Exercise aim:
Would you copy only the lines below, beginning with the one that contains "Every instance of the <item>pond</item> gets" and running through the last entry line?

Record excerpts:
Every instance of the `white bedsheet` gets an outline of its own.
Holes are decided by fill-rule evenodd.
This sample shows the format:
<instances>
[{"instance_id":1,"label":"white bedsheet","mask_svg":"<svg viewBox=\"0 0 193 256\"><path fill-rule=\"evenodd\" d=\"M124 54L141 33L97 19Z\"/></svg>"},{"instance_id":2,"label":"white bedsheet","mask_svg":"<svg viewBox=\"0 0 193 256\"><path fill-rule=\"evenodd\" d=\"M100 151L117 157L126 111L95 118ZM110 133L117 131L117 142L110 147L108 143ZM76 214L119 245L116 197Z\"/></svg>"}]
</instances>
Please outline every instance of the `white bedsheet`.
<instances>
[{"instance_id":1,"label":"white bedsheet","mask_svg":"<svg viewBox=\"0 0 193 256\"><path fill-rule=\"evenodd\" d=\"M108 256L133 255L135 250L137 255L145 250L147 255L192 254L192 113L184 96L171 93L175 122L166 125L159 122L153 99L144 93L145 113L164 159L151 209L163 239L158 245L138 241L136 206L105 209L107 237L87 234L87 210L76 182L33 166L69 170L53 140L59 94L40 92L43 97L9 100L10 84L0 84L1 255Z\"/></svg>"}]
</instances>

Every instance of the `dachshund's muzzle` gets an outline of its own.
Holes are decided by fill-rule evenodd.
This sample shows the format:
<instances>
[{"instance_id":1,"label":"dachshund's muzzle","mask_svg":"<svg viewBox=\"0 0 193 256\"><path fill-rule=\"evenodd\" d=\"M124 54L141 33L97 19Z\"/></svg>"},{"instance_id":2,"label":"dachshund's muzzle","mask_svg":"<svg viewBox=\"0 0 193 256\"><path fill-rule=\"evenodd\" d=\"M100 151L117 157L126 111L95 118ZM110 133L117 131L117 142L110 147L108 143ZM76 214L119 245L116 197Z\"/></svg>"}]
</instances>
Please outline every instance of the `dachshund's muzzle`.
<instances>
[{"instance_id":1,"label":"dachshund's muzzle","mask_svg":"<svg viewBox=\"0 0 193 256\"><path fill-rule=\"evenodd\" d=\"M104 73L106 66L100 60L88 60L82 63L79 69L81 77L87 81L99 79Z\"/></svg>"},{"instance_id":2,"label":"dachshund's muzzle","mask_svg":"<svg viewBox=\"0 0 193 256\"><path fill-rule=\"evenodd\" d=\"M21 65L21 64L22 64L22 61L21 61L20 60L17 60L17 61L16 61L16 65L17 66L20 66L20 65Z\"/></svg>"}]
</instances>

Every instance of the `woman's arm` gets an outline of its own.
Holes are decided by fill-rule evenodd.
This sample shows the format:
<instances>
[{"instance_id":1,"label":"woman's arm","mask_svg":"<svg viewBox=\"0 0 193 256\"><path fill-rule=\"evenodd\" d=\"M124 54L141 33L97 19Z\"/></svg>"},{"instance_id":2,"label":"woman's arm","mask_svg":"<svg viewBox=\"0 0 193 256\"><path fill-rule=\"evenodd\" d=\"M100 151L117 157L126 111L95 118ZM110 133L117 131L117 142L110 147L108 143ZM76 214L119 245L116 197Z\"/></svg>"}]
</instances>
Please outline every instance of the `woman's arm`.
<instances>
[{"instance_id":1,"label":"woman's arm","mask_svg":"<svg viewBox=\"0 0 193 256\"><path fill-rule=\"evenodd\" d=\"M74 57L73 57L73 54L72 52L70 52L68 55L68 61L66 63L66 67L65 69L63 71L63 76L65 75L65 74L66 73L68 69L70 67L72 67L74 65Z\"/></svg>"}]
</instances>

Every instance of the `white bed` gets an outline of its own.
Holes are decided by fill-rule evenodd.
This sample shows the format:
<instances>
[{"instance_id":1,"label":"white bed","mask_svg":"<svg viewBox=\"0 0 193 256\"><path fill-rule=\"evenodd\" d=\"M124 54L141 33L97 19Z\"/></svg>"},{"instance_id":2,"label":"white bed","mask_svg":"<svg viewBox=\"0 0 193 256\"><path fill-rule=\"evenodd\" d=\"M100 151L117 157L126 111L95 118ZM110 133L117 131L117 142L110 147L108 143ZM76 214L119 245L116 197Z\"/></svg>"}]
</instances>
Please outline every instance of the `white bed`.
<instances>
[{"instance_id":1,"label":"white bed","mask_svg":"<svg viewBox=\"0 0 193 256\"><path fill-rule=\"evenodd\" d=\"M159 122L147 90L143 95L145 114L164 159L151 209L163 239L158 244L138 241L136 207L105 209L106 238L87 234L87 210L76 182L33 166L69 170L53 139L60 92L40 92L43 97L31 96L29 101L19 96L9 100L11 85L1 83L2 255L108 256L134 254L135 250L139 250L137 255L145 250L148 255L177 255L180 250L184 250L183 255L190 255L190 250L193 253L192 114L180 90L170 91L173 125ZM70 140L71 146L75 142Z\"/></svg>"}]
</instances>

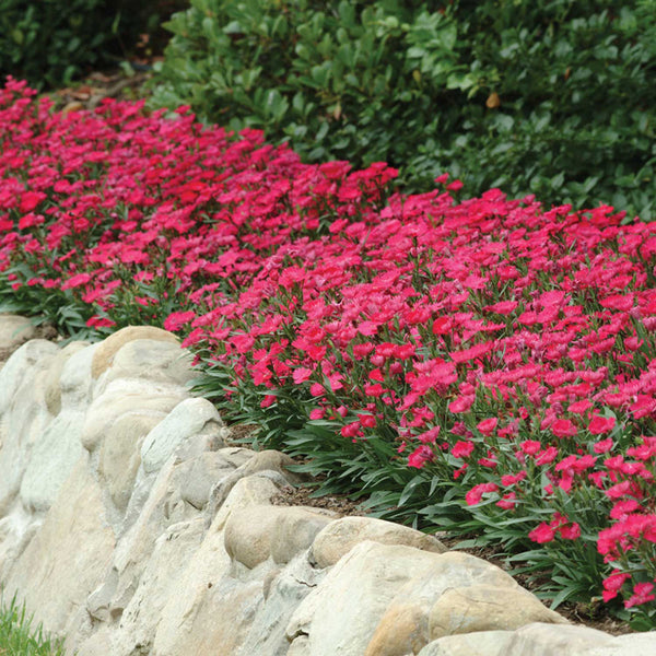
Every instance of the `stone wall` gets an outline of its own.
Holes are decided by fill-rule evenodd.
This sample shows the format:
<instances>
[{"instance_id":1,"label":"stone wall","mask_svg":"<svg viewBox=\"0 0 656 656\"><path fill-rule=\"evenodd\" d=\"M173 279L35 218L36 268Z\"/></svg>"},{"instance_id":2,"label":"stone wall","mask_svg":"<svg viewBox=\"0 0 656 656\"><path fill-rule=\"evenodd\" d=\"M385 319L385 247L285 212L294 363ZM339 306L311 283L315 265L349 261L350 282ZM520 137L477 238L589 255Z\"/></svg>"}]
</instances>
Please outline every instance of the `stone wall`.
<instances>
[{"instance_id":1,"label":"stone wall","mask_svg":"<svg viewBox=\"0 0 656 656\"><path fill-rule=\"evenodd\" d=\"M32 333L0 317L0 350ZM230 446L194 375L175 337L148 327L31 340L0 371L0 583L67 653L656 653L655 633L571 625L433 537L274 505L297 482L290 460Z\"/></svg>"}]
</instances>

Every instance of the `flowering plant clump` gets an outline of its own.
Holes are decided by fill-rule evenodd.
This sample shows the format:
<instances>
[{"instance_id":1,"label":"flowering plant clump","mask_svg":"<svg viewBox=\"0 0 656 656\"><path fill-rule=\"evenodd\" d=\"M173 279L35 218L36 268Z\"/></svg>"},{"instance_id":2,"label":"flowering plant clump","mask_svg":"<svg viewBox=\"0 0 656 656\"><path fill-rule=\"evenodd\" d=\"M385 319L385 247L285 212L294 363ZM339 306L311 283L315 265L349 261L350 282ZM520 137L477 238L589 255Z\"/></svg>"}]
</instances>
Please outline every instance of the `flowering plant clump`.
<instances>
[{"instance_id":1,"label":"flowering plant clump","mask_svg":"<svg viewBox=\"0 0 656 656\"><path fill-rule=\"evenodd\" d=\"M179 332L198 389L405 522L656 616L656 225L447 175L302 164L260 132L0 91L0 293ZM642 623L641 623L642 622Z\"/></svg>"}]
</instances>

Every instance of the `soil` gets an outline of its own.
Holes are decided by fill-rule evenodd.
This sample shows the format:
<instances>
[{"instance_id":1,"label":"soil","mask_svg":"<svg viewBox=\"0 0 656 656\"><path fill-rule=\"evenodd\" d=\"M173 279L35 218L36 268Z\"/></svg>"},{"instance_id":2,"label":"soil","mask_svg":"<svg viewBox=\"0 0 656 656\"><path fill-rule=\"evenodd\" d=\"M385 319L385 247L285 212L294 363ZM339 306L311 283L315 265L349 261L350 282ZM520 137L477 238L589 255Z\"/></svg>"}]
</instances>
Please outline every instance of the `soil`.
<instances>
[{"instance_id":1,"label":"soil","mask_svg":"<svg viewBox=\"0 0 656 656\"><path fill-rule=\"evenodd\" d=\"M125 68L95 71L71 86L58 89L47 95L55 109L68 114L80 109L95 109L103 99L137 101L147 98L147 82L152 78L152 65L157 58L134 61ZM134 70L137 67L139 70Z\"/></svg>"}]
</instances>

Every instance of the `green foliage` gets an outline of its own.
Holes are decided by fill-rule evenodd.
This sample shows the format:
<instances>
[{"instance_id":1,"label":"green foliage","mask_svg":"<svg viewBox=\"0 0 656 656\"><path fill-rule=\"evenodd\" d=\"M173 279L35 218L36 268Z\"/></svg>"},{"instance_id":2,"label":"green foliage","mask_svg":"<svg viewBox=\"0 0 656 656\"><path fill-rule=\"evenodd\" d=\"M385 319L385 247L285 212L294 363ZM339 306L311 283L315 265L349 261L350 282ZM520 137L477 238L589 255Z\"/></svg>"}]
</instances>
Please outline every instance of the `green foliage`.
<instances>
[{"instance_id":1,"label":"green foliage","mask_svg":"<svg viewBox=\"0 0 656 656\"><path fill-rule=\"evenodd\" d=\"M307 161L656 218L656 1L192 0L154 103Z\"/></svg>"},{"instance_id":2,"label":"green foliage","mask_svg":"<svg viewBox=\"0 0 656 656\"><path fill-rule=\"evenodd\" d=\"M15 597L0 607L0 654L2 656L63 656L60 641L52 641L42 625L32 626L25 606Z\"/></svg>"},{"instance_id":3,"label":"green foliage","mask_svg":"<svg viewBox=\"0 0 656 656\"><path fill-rule=\"evenodd\" d=\"M134 10L127 0L0 0L0 77L42 89L115 63L140 32L159 25L160 4L149 0Z\"/></svg>"}]
</instances>

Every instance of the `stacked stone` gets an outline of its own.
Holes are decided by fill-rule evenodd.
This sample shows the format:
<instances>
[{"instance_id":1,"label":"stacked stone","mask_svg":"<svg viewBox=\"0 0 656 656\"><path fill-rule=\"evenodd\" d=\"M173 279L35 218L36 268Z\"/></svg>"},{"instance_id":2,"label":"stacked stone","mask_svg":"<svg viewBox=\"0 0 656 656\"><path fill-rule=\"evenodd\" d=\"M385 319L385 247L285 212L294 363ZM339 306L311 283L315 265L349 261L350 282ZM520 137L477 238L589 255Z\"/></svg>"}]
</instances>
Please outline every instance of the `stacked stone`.
<instances>
[{"instance_id":1,"label":"stacked stone","mask_svg":"<svg viewBox=\"0 0 656 656\"><path fill-rule=\"evenodd\" d=\"M0 349L31 330L0 316ZM656 633L569 624L434 537L274 505L300 482L291 460L229 446L188 391L195 376L177 339L149 327L31 340L0 371L0 583L67 653L656 653Z\"/></svg>"}]
</instances>

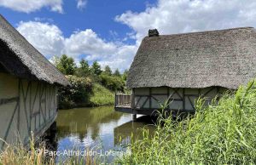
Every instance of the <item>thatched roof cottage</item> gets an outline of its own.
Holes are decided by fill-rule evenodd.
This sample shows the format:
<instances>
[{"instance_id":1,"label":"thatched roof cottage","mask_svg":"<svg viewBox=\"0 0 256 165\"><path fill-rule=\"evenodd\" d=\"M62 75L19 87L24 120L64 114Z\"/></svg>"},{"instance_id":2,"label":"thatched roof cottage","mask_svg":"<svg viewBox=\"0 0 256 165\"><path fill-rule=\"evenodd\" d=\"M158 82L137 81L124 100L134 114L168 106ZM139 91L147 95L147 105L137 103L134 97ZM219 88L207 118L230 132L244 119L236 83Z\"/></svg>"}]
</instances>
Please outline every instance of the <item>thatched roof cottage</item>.
<instances>
[{"instance_id":1,"label":"thatched roof cottage","mask_svg":"<svg viewBox=\"0 0 256 165\"><path fill-rule=\"evenodd\" d=\"M169 96L169 109L193 112L199 96L209 102L255 75L253 27L173 35L151 30L130 68L127 86L132 88L132 113L150 114Z\"/></svg>"},{"instance_id":2,"label":"thatched roof cottage","mask_svg":"<svg viewBox=\"0 0 256 165\"><path fill-rule=\"evenodd\" d=\"M0 48L0 138L26 143L55 121L57 88L69 82L2 15Z\"/></svg>"}]
</instances>

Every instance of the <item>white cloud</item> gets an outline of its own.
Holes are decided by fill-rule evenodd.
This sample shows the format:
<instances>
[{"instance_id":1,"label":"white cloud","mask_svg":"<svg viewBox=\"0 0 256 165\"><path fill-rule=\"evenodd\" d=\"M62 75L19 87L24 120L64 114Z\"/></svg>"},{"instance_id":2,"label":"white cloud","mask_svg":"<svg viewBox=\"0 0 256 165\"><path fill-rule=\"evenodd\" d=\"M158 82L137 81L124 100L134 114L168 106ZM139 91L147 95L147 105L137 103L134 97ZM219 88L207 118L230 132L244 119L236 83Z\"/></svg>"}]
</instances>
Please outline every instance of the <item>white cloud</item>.
<instances>
[{"instance_id":1,"label":"white cloud","mask_svg":"<svg viewBox=\"0 0 256 165\"><path fill-rule=\"evenodd\" d=\"M115 20L135 31L138 43L148 29L160 34L256 26L255 0L159 0L145 11L127 11Z\"/></svg>"},{"instance_id":2,"label":"white cloud","mask_svg":"<svg viewBox=\"0 0 256 165\"><path fill-rule=\"evenodd\" d=\"M107 42L91 29L64 37L56 26L37 21L21 22L18 30L44 55L66 53L79 60L80 54L85 54L88 60L97 60L102 66L126 69L148 29L157 28L160 34L170 34L256 26L255 9L254 0L159 0L141 13L127 11L116 16L117 21L131 28L131 31L125 32L137 41L134 45L125 44L118 38Z\"/></svg>"},{"instance_id":3,"label":"white cloud","mask_svg":"<svg viewBox=\"0 0 256 165\"><path fill-rule=\"evenodd\" d=\"M91 29L64 37L55 25L29 21L20 22L17 30L48 59L67 54L78 62L79 55L84 54L86 60L98 60L102 67L108 65L113 70L128 68L137 48L136 45L106 42Z\"/></svg>"},{"instance_id":4,"label":"white cloud","mask_svg":"<svg viewBox=\"0 0 256 165\"><path fill-rule=\"evenodd\" d=\"M87 0L77 0L77 1L78 1L77 8L80 10L83 10L87 4Z\"/></svg>"},{"instance_id":5,"label":"white cloud","mask_svg":"<svg viewBox=\"0 0 256 165\"><path fill-rule=\"evenodd\" d=\"M17 30L45 56L63 52L64 37L55 25L38 21L20 22Z\"/></svg>"},{"instance_id":6,"label":"white cloud","mask_svg":"<svg viewBox=\"0 0 256 165\"><path fill-rule=\"evenodd\" d=\"M0 0L0 6L15 11L31 13L48 7L52 11L62 13L62 0Z\"/></svg>"}]
</instances>

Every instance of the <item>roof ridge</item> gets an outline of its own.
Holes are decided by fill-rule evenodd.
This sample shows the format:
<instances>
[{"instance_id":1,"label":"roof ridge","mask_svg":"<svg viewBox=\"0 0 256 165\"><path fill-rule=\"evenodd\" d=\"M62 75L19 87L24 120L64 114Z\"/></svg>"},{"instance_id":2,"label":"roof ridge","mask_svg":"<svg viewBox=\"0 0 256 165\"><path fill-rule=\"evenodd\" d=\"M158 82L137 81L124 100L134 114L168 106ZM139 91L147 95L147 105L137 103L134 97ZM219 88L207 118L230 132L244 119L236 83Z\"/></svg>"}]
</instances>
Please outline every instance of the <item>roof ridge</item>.
<instances>
[{"instance_id":1,"label":"roof ridge","mask_svg":"<svg viewBox=\"0 0 256 165\"><path fill-rule=\"evenodd\" d=\"M179 35L190 35L190 34L205 34L210 32L218 32L218 31L234 31L239 29L254 29L253 26L244 26L244 27L234 27L234 28L228 28L228 29L219 29L219 30L210 30L210 31L194 31L194 32L183 32L183 33L173 33L173 34L166 34L166 35L160 35L160 37L166 37L166 36L179 36Z\"/></svg>"}]
</instances>

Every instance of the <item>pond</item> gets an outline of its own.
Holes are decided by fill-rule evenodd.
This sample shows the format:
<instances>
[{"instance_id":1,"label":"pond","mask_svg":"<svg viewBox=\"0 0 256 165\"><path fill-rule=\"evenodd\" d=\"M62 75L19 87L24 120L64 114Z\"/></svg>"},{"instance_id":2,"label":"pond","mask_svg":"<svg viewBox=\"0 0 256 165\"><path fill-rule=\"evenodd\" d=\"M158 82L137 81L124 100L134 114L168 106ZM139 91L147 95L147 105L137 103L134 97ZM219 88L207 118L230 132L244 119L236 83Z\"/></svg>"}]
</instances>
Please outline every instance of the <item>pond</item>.
<instances>
[{"instance_id":1,"label":"pond","mask_svg":"<svg viewBox=\"0 0 256 165\"><path fill-rule=\"evenodd\" d=\"M124 149L120 145L130 144L131 133L139 138L139 128L145 128L150 134L154 129L149 117L138 116L132 122L131 114L116 112L113 106L61 110L58 111L56 125L56 150L61 152L74 148L97 148L101 154L119 151ZM108 162L113 158L109 156Z\"/></svg>"}]
</instances>

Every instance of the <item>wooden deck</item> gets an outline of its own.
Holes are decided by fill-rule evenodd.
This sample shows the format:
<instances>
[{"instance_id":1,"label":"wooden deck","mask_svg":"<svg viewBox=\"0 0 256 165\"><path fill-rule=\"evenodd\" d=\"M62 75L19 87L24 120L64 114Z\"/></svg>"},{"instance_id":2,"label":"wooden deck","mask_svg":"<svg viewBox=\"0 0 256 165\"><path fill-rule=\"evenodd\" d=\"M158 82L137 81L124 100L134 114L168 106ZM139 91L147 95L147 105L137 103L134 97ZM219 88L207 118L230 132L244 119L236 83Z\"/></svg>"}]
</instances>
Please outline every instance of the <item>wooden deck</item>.
<instances>
[{"instance_id":1,"label":"wooden deck","mask_svg":"<svg viewBox=\"0 0 256 165\"><path fill-rule=\"evenodd\" d=\"M124 113L132 113L131 94L116 94L114 97L114 110Z\"/></svg>"}]
</instances>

Solution to the problem:
Every instance of the <item>pond</item> gets an outline of its own.
Holes are decided by fill-rule evenodd.
This sample shows the format:
<instances>
[{"instance_id":1,"label":"pond","mask_svg":"<svg viewBox=\"0 0 256 165\"><path fill-rule=\"evenodd\" d=\"M62 75L19 87L24 120L64 114Z\"/></svg>"},{"instance_id":2,"label":"pond","mask_svg":"<svg viewBox=\"0 0 256 165\"><path fill-rule=\"evenodd\" d=\"M158 82L137 81L124 100L134 114L168 106ZM139 91L147 95L147 105L137 103L134 97ZM219 88L207 118L230 132L244 119L236 83Z\"/></svg>"}]
</instances>
Please outline every instance of the <item>pond</item>.
<instances>
[{"instance_id":1,"label":"pond","mask_svg":"<svg viewBox=\"0 0 256 165\"><path fill-rule=\"evenodd\" d=\"M124 149L120 145L130 144L131 133L139 138L139 128L145 128L150 134L154 129L149 117L138 116L132 122L131 114L116 112L113 106L61 110L58 111L56 125L56 150L61 152L74 148L97 148L101 154L119 151ZM108 162L113 158L109 156Z\"/></svg>"}]
</instances>

Every instance of the <item>wooden deck</item> gets an outline of its own.
Holes are decided by fill-rule evenodd.
This sample shows the format:
<instances>
[{"instance_id":1,"label":"wooden deck","mask_svg":"<svg viewBox=\"0 0 256 165\"><path fill-rule=\"evenodd\" d=\"M62 75L19 87L24 120L64 114Z\"/></svg>"},{"instance_id":2,"label":"wooden deck","mask_svg":"<svg viewBox=\"0 0 256 165\"><path fill-rule=\"evenodd\" d=\"M158 82L137 81L124 100L134 114L168 106ZM139 91L147 95L147 105L137 103L134 97ZM219 88L207 118L230 132L244 119L236 83Z\"/></svg>"}]
</instances>
Please outline every instance of the <item>wooden deck</item>.
<instances>
[{"instance_id":1,"label":"wooden deck","mask_svg":"<svg viewBox=\"0 0 256 165\"><path fill-rule=\"evenodd\" d=\"M124 113L132 113L131 94L116 94L114 97L114 110Z\"/></svg>"}]
</instances>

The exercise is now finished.